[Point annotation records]

++++++

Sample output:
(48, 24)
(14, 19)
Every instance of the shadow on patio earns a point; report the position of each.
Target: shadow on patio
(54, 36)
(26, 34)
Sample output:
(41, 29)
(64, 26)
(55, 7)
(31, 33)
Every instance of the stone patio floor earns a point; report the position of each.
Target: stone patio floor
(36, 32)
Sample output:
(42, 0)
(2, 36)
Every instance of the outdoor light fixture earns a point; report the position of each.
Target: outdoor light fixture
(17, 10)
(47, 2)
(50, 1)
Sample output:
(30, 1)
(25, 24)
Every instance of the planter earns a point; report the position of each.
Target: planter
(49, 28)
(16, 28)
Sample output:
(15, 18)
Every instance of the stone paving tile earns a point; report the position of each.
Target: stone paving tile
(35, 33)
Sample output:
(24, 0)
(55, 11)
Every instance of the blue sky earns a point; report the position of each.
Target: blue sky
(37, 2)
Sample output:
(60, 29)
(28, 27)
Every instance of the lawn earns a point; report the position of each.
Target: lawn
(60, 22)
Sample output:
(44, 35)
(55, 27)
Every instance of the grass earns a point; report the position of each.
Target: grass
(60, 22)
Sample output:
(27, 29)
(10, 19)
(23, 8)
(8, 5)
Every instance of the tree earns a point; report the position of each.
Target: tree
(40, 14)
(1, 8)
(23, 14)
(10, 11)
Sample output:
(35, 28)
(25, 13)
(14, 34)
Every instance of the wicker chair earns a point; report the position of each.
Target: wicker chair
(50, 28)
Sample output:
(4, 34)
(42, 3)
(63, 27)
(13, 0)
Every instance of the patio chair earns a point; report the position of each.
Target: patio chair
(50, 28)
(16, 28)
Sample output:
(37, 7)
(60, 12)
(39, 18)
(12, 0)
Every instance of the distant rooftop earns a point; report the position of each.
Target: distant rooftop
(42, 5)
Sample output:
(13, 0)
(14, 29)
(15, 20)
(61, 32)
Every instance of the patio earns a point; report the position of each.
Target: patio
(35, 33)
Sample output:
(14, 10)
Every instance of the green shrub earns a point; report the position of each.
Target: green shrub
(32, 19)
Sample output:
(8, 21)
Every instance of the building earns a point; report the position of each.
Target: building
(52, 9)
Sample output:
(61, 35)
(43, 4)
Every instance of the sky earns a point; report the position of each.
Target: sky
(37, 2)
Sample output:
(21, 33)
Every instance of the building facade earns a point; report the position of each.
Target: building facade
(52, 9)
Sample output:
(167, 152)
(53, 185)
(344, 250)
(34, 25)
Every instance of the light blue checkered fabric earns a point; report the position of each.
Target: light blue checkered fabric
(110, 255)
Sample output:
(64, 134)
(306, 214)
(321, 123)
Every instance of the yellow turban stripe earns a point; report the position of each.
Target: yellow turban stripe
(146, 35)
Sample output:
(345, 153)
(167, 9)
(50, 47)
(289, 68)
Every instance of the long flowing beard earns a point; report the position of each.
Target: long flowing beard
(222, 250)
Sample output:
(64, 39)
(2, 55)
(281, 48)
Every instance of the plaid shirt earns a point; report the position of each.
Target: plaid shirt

++++++

■ **YOUR OBJECTIVE**: Repeat the entries shown above, every one, word for word.

■ **ANSWER FOR THE TASK**:
Sample output:
(48, 24)
(14, 19)
Every instance of the shadow on patio earns a point; report the position of each.
Target: shadow on patio
(54, 36)
(26, 34)
Sample output:
(41, 29)
(64, 26)
(55, 7)
(31, 33)
Every instance of the stone patio floor earns a point; report the position of each.
Target: stone patio floor
(36, 32)
Sample output:
(42, 0)
(2, 36)
Every instance of the outdoor light fixture earns a point; report the position of each.
Target: outdoor light fixture
(17, 10)
(47, 2)
(50, 1)
Sample output:
(30, 1)
(25, 24)
Every instance of the planter earns a point; report the position of each.
Target: planter
(49, 28)
(16, 28)
Sample output:
(15, 18)
Every instance of the stone paving tile earns a point; report the position of each.
Target: stone paving tile
(35, 33)
Sample output:
(24, 0)
(55, 11)
Every instance of the blue sky earns a point; report the position of each.
Target: blue sky
(37, 2)
Sample output:
(60, 29)
(28, 27)
Every instance of the lawn earns a point; report the position of each.
Target: lawn
(60, 22)
Sample output:
(44, 35)
(55, 27)
Every instance of the grass earns a point; report the position of each.
Target: grass
(60, 22)
Sample output:
(27, 29)
(10, 19)
(23, 8)
(8, 5)
Every instance of the tree earns a point; report the position of each.
Target: tree
(40, 14)
(1, 8)
(23, 14)
(10, 11)
Sample output:
(35, 28)
(25, 13)
(14, 34)
Every instance of the wicker chair earns a point; report the position of each.
Target: wicker chair
(50, 28)
Sample output:
(4, 34)
(42, 3)
(63, 27)
(13, 0)
Every instance of the patio chair earns a point; report the position of each.
Target: patio chair
(50, 28)
(16, 28)
Sample output:
(37, 7)
(60, 12)
(39, 18)
(12, 0)
Every instance of the distant rooftop earns a point; report the position of each.
Target: distant rooftop
(42, 5)
Sample output:
(13, 0)
(14, 29)
(15, 20)
(61, 32)
Every instance of the patio earns a point; report the position of each.
Target: patio
(35, 33)
Sample output:
(14, 10)
Every instance of the green shrub earns a point; report the position of each.
Target: green shrub
(32, 19)
Sample output:
(8, 21)
Every instance of the building earns a point; report the position of each.
Target: building
(52, 9)
Sample output:
(61, 35)
(43, 4)
Every instance of the sky earns a point; report the position of each.
Target: sky
(37, 2)
Sample output:
(21, 33)
Every instance of the building facade earns a point; report the position of each.
Target: building facade
(52, 9)
Sample output:
(167, 152)
(53, 185)
(344, 250)
(34, 25)
Every instance of the light blue checkered fabric earns a point; report the position of each.
Target: light blue checkered fabric
(110, 255)
Sample output:
(64, 134)
(306, 214)
(321, 123)
Every instance of the yellow turban stripe earns a point; report the position of each.
Target: yellow turban stripe
(146, 35)
Sample output:
(345, 153)
(167, 9)
(50, 47)
(289, 68)
Every instance of the long flowing beard earns a point; report the position of each.
Target: long flowing beard
(222, 250)
Sample output:
(64, 39)
(2, 55)
(281, 48)
Every instance of the plaid shirt earns a point; report the position of each.
Target: plaid shirt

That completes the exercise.